━━━━━ Listed records

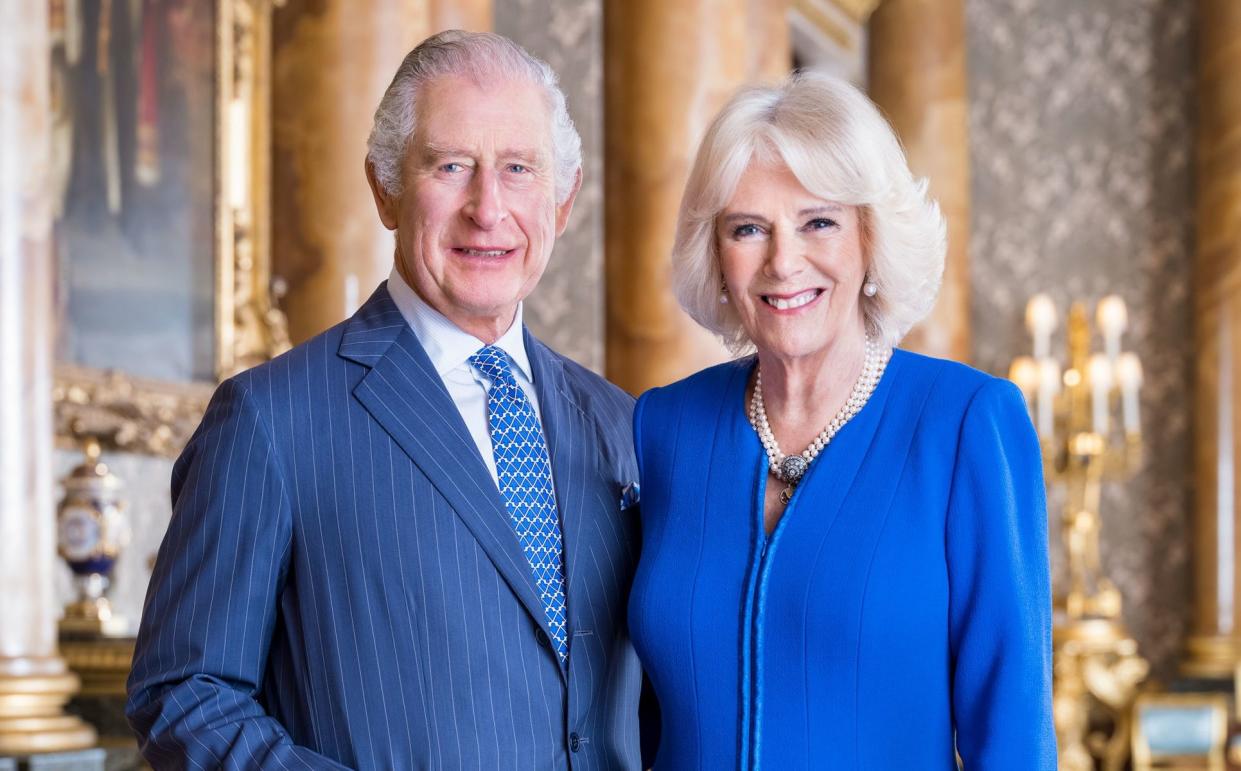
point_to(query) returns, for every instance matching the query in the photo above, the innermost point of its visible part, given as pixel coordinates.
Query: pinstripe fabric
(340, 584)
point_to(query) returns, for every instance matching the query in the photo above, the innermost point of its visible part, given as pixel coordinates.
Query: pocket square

━━━━━━━━━━

Goal → Rewrite the rows above with "innermost" changed to "most central" and nothing else altered. Leave out the pictures.

Output below →
point_to(query) returns, for every instance matching the query in the photo above, the most central point of its visible part, given as pixel coordinates.
Query: pinstripe fabric
(340, 584)
point_to(query) returns, for every instance matching the query in the photo above, the most central point of its visible part, given as pixel coordinates.
Query: pocket square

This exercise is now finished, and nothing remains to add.